• Exercise goal
Put the data into a numbered list, omitting blank lines, starting at the line containing "Can you find the boat" and ending at the line containing "[[99, 176], [150, 176]]". Include only those lines.

• Material for this task
# # # # #

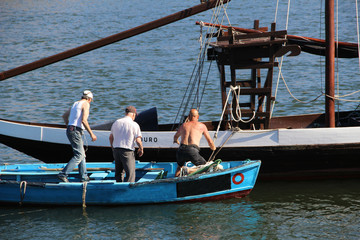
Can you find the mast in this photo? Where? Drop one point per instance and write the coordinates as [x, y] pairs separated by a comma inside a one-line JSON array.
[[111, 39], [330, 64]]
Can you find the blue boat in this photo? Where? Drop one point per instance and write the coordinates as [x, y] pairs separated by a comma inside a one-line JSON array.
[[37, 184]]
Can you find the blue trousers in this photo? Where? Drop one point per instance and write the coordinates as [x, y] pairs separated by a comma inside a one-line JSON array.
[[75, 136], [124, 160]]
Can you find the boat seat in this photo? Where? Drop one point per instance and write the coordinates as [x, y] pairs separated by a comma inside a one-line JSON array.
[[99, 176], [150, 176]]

# # # # #

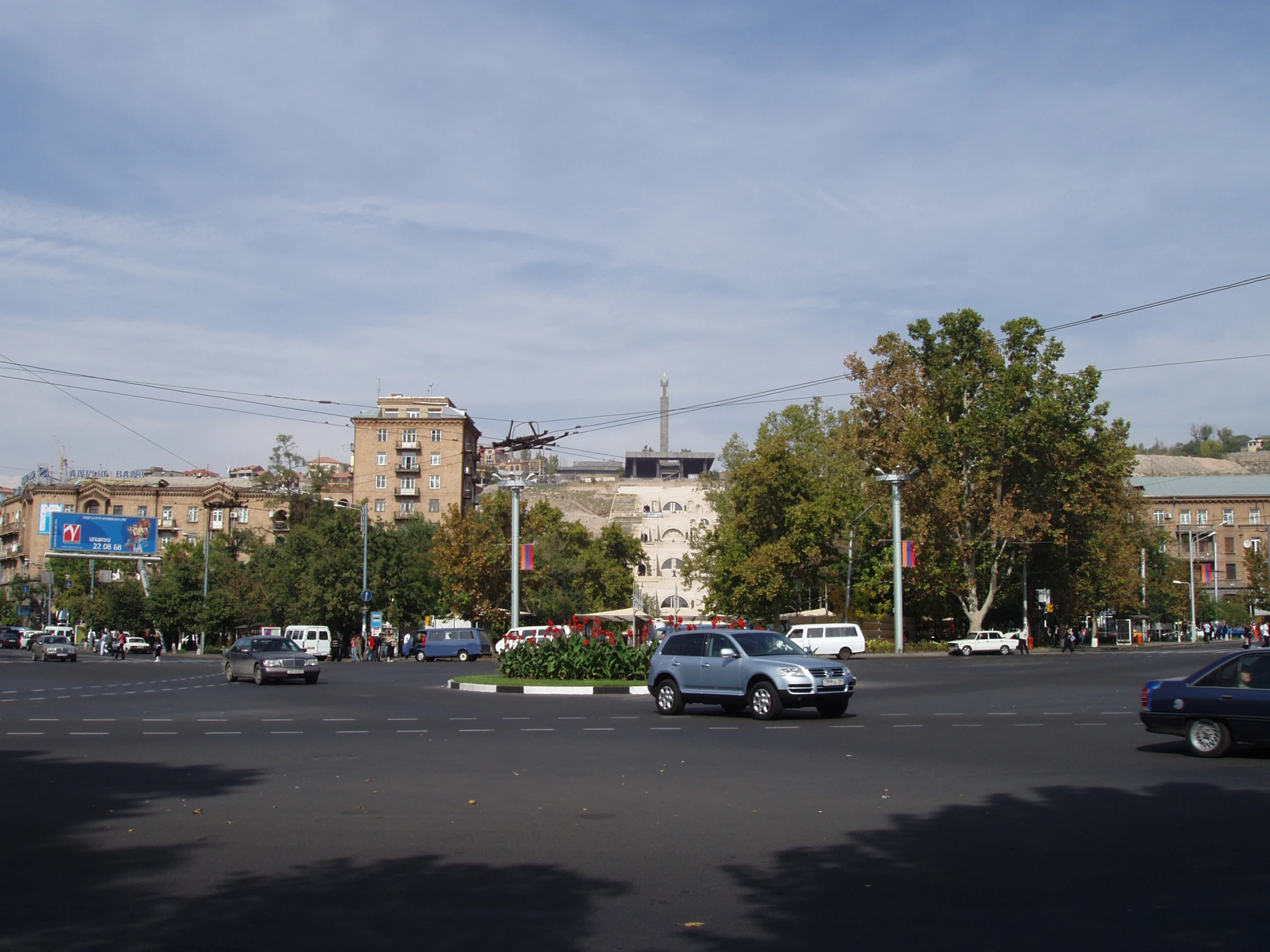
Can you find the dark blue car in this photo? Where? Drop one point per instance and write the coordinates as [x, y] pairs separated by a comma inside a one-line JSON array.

# # # # #

• Output of the exercise
1. Can you find the boat seat in this photo? Where? Drop one point per instance and write the coordinates as [x, y] pairs separated by a comma inside a one-line JSON array.
2. [[99, 176], [150, 176]]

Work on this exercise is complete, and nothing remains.